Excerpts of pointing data
⁂

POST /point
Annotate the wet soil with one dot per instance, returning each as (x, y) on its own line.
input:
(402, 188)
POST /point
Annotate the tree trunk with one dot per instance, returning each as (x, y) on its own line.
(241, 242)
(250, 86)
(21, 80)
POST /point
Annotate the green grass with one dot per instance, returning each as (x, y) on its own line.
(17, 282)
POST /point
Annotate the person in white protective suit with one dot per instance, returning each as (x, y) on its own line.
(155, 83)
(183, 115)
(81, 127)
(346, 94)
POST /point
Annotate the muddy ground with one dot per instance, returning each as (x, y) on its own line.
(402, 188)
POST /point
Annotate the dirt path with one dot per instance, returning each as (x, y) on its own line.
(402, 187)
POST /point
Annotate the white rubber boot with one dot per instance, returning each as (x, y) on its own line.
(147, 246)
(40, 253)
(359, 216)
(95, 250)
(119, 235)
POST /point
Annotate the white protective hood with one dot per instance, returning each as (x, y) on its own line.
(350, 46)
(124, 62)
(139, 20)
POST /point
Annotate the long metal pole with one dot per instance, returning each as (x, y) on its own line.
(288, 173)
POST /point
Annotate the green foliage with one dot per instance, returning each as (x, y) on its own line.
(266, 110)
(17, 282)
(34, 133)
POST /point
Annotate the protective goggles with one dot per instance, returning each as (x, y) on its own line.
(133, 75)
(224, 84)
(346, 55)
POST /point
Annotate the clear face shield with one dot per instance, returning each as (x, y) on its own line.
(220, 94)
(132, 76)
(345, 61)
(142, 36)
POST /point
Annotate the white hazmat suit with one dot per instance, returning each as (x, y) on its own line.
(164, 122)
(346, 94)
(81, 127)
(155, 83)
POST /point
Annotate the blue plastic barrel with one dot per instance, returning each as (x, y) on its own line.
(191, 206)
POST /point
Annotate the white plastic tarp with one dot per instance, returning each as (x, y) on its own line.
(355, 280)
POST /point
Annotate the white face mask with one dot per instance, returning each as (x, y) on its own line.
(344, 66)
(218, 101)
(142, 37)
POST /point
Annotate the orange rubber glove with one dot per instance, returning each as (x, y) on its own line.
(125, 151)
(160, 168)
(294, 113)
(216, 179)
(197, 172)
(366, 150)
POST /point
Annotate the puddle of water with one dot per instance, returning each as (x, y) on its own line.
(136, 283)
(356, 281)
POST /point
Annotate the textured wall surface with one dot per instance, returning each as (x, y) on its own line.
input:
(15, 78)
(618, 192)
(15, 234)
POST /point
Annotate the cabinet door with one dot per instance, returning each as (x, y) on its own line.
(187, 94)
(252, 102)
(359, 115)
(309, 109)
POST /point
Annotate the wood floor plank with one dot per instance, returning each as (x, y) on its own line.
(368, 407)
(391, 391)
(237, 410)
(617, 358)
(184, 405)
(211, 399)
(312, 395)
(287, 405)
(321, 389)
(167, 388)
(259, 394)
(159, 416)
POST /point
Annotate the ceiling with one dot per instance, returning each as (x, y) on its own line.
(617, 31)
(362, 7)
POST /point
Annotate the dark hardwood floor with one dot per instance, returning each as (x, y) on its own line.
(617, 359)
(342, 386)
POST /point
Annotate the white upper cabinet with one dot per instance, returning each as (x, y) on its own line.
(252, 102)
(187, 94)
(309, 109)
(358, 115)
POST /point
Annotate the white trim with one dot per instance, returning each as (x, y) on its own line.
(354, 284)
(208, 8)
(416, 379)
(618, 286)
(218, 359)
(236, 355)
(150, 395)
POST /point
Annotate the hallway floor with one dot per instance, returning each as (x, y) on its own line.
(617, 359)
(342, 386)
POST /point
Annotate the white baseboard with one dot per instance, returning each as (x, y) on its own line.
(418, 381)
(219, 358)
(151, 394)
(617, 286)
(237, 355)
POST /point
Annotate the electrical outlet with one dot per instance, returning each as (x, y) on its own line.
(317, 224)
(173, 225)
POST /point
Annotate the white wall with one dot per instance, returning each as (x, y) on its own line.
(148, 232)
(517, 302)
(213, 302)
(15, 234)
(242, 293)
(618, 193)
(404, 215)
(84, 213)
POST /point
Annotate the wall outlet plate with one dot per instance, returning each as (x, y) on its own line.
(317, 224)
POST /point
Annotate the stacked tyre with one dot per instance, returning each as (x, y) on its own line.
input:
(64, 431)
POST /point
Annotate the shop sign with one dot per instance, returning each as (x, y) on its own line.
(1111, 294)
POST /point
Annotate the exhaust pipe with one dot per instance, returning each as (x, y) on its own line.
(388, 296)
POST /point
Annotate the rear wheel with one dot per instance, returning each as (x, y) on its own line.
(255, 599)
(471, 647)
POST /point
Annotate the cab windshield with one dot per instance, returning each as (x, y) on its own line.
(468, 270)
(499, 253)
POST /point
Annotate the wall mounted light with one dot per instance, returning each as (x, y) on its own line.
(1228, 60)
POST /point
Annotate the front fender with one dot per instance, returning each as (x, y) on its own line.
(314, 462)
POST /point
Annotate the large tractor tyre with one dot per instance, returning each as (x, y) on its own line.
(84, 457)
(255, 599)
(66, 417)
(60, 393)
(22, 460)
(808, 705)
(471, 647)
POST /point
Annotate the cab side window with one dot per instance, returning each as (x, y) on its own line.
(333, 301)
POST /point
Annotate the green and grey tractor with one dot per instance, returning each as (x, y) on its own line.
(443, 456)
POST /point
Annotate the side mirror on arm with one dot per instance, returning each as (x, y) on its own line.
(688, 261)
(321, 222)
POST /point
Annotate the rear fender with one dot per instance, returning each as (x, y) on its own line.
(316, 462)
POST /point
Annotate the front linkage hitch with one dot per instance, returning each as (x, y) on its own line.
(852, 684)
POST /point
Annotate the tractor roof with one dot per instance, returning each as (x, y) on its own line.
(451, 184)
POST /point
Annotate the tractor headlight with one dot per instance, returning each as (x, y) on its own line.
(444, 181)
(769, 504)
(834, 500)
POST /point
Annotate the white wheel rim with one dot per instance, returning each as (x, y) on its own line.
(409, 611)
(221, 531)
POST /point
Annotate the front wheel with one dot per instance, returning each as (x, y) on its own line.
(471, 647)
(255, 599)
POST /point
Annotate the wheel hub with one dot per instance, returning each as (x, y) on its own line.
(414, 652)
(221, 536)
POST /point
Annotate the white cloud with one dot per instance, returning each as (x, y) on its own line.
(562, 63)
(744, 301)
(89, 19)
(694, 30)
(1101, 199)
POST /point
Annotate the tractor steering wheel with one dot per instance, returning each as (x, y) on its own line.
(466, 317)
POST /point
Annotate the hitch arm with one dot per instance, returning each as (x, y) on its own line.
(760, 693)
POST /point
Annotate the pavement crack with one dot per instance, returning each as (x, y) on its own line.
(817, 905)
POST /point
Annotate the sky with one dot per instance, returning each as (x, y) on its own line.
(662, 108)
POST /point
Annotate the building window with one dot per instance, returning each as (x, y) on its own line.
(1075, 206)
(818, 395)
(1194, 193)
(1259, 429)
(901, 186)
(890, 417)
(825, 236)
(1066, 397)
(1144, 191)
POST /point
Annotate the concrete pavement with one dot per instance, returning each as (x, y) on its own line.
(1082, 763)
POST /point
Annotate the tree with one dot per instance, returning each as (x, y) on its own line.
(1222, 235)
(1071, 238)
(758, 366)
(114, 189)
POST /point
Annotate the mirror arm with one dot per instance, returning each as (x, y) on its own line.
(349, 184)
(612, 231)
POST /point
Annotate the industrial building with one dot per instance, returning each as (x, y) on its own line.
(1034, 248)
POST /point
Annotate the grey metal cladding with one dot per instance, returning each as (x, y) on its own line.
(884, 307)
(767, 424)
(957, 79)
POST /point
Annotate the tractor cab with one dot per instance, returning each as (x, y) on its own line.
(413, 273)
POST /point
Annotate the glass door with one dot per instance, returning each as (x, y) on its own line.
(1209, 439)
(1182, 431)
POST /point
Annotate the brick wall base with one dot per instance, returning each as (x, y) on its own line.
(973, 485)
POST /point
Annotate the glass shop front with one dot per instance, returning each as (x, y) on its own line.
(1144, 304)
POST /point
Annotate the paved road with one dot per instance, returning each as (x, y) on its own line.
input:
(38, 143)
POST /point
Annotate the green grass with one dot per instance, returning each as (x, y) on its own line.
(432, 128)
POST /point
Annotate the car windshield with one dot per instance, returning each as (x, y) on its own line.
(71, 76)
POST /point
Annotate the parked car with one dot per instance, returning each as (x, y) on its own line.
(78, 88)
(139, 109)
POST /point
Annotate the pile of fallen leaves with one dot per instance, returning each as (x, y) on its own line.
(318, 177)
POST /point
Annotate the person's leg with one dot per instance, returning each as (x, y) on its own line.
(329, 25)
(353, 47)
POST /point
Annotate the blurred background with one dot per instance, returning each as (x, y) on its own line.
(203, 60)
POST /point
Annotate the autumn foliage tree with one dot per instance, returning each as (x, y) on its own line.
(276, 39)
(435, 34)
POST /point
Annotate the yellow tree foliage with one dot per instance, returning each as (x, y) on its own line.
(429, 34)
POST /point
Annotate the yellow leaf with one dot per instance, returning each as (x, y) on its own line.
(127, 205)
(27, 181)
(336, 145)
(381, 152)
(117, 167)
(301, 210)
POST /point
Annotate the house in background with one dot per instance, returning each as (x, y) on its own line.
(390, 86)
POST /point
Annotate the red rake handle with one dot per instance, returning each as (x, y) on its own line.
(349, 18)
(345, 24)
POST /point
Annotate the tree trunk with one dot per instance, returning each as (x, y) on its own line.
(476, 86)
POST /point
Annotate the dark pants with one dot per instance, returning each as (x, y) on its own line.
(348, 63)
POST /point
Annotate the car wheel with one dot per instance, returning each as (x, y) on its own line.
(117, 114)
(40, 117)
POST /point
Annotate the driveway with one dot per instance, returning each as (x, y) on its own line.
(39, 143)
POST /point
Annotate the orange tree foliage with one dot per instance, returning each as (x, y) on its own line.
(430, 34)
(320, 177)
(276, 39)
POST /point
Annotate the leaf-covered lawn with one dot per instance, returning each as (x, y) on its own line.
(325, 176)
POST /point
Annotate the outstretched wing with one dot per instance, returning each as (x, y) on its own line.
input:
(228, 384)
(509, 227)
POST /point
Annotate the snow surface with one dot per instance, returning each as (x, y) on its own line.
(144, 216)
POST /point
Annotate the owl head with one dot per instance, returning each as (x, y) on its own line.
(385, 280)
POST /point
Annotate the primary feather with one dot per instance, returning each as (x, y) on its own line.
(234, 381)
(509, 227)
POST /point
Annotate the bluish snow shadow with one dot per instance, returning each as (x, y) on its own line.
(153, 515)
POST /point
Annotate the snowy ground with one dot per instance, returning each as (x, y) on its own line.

⁂

### Problem to work on
Count the lines in the items above that contain the word "rear", treating uppercase and lowercase as different. Give only the number.

### Solution to this task
2